* _PROBLEM REQUIREMENTS_
Copy out all the entries exactly.

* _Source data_
_ _ _

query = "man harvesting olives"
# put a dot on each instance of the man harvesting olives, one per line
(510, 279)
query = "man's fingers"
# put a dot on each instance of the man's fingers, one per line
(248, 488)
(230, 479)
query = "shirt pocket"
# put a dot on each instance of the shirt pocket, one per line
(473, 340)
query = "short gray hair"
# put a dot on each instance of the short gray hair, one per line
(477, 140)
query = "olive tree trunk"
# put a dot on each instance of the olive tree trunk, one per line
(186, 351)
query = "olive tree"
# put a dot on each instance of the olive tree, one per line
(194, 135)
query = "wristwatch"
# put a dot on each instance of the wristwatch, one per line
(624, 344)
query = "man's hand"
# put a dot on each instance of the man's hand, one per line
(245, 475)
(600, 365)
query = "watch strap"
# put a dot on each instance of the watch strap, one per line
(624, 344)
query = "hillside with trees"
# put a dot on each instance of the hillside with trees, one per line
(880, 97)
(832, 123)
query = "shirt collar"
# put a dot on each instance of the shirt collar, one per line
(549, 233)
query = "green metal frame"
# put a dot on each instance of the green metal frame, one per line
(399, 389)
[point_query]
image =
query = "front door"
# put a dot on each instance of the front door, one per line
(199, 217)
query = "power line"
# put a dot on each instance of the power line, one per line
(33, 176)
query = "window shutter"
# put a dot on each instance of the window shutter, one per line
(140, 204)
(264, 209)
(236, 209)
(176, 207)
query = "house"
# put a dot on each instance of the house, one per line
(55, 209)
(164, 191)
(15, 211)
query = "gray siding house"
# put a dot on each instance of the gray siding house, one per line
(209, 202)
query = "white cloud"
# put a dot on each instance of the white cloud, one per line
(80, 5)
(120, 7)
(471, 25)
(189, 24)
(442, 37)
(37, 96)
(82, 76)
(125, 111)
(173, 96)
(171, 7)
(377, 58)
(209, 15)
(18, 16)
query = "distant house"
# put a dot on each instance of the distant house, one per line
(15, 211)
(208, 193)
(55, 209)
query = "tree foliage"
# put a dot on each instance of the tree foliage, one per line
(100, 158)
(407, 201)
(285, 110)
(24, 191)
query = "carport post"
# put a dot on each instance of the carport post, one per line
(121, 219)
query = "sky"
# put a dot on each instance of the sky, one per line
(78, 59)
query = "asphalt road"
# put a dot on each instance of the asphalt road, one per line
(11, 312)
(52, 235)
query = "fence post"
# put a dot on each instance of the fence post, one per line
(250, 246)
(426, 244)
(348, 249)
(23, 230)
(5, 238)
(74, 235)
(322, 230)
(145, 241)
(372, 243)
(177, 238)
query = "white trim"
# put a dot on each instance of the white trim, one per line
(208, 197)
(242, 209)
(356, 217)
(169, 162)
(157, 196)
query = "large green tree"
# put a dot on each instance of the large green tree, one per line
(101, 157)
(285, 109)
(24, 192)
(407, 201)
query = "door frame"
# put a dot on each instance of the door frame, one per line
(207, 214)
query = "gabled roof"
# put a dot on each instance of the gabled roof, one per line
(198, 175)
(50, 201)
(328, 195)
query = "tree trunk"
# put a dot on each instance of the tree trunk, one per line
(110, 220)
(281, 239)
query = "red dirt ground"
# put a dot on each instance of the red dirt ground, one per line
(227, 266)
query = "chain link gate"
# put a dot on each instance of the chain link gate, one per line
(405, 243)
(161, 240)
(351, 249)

_ _ _

* _REPLY TO THE EXERCISE_
query = "man harvesting olives"
# put a dot on each instance of the man harvesting olives, one per line
(510, 279)
query = "man's fingers"
# put a dot on each instance of the man's fingers, one per line
(248, 488)
(230, 479)
query = "shirt pocket"
# put a dot on each instance of the shirt pocket, one per line
(473, 340)
query = "short gray hair"
# put a dot on each instance of the short gray hair, one per line
(477, 140)
query = "olive tree trunk"
# put a dot on each instance of the olive tree trunk, one per line
(186, 351)
query = "olive tree"
# put a dot on each instance of the olive tree, one per line
(194, 135)
query = "wristwatch"
# put a dot on each instance of the wristwatch, one per line
(624, 344)
query = "man's hand"
# put a dot on each instance of the man's hand, one per line
(245, 475)
(600, 365)
query = "watch strap"
# put a dot on each instance of the watch strap, one per line
(624, 344)
query = "hillside with trees"
# put a dot on each instance of the hillside with trees, one per line
(880, 97)
(832, 123)
query = "shirt collar"
# put a dot on each instance of the shirt collar, one per line
(549, 233)
query = "green metal frame"
# put a dot on each instance of the green metal frame, one per line
(399, 389)
[point_query]
image =
query = "front door"
# put a dot on each instance of the front door, one per line
(199, 217)
query = "power line"
# put a dot on each instance of the power line, one per line
(33, 176)
query = "window shutter"
# put a dot on each instance of the window shutter, one per line
(140, 204)
(264, 209)
(236, 209)
(176, 207)
query = "house"
# put a dot on each instance of the house, one per line
(55, 209)
(164, 191)
(15, 211)
query = "gray siding house"
# put a dot on each instance of the gray siding house, one per line
(209, 202)
query = "white cloud"
# put a dot on each instance of the white cloud, one per line
(80, 5)
(120, 7)
(471, 25)
(189, 24)
(442, 37)
(37, 96)
(82, 76)
(125, 111)
(173, 96)
(171, 7)
(377, 58)
(209, 15)
(18, 16)
query = "distant house"
# put a dot on each instance of the distant house, one per line
(15, 211)
(208, 193)
(55, 209)
query = "tree foliage"
# put a dot on each instance of the tree foliage, one per line
(100, 158)
(407, 201)
(285, 110)
(24, 191)
query = "carport post"
# put a dot on each instance of the carport post, one per line
(121, 219)
query = "sky"
# put a dot on each instance of the sky, one per line
(78, 59)
query = "asphalt road"
# put a dot on each instance of the asphalt road, one per line
(11, 312)
(52, 235)
query = "fence post"
# put a dot on each instance of the fence post, one per line
(250, 246)
(426, 244)
(348, 249)
(23, 230)
(5, 238)
(74, 235)
(322, 230)
(145, 241)
(372, 243)
(177, 238)
query = "white trim"
# put a dot on each instance of the white trim, one per line
(208, 197)
(242, 209)
(356, 217)
(169, 162)
(157, 196)
query = "large green tree"
# put a dot on each instance of the large green tree, one per line
(101, 157)
(285, 109)
(24, 192)
(407, 201)
query = "door frame"
# put a dot on each instance of the door frame, one per line
(207, 214)
query = "gabled roof"
# put a dot on each instance of the gabled roof, one per line
(198, 175)
(50, 201)
(328, 195)
query = "tree trunk"
# put a dot on each instance of the tree trunk, one per line
(110, 220)
(281, 239)
query = "red dirt ground"
# put a dot on each instance of the red dirt ground, one per line
(227, 266)
query = "chain link gate"
# put a dot on each instance of the chain link gate, one per line
(405, 243)
(161, 240)
(351, 249)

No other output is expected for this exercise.